Model Context Protocol
Definition
A standard protocol that securely connects AI models to external data sources and tools, ensuring efficient and standardized data exchange.
Use Cases
- Anthropic: Standardizing tool and data access for AI assistants across many integrations (e.g., code, documents, internal systems). — Published the Model Context Protocol specification and reference implementations so tool providers can expose capabilities via MCP servers and AI clients can connect through a consistent interface with explicit permissions. (Reduced integration fragmentation by enabling a common interface pattern for connecting assistants to tools and data sources, making it easier to add and maintain integrations.)
- Sourcegraph: Letting developers query and navigate large codebases with an AI assistant while keeping access controlled. — Integrated MCP concepts to expose code search and repository context through a standardized tool interface, enabling an assistant to retrieve relevant code and metadata on demand rather than embedding everything in prompts. (Improved developer productivity by speeding up code discovery and reducing time spent manually searching across repositories, while keeping access aligned with existing permissions.)

---*---

Exercise requirements –
**1.** In the Model Context Protocol entry, what did Sourcegraph expose through a standardized tool interface?
**2.** Carry on the Model Context Protocol entry from its last line.
The listing has no connection to the Model Context Protocol entry.

Dataset section –

---*---

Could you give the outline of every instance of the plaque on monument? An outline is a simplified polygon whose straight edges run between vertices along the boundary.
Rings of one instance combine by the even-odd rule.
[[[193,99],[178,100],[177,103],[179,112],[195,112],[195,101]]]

---*---

Replies –
**1.** Code search and repository context.

**2.**
- Replit: Connecting an in-IDE AI assistant to development resources (project files, run/build tools) in a consistent way. — Used a tool-connection approach aligned with MCP-style patterns so the assistant can request file context and invoke development actions through a structured interface instead of ad-hoc prompt instructions. (More reliable assistant behavior for coding tasks (fewer prompt-only failures) and faster iteration by enabling direct, structured access to project context and actions.)
Frequently Asked Questions
- What's the difference between Model Context Protocol (MCP) and function calling (tool calling)?
- Function/tool calling is a model feature or API pattern that lets an assistant request a specific function to run. MCP is a broader, standardized protocol for connecting to many external tools and data sources through a consistent interface, including how tools are discovered, how context is provided, and how access can be controlled. In practice, MCP can be used to supply tools that the model then calls.
- When should I use Model Context Protocol (MCP)?
- Use MCP when you want your AI assistant to connect to multiple external systems (repos, docs, databases, ticketing, CI/CD) and you want a consistent, maintainable way to add or swap integrations. It’s especially useful when you have more than one tool/data source, need clearer permission boundaries, or want to avoid building one-off connectors for each assistant or model.
- How much does Model Context Protocol (MCP) cost?
- MCP itself is a protocol/specification, so there is no inherent license fee. Your costs come from running MCP servers (compute, networking), securing them (identity, secrets management), and the underlying systems you connect to (databases, SaaS APIs), plus any AI model inference costs. Pricing depends on traffic volume, hosting choice (serverless vs containers/VMs), and how many tool calls and data retrieval operations your assistant performs.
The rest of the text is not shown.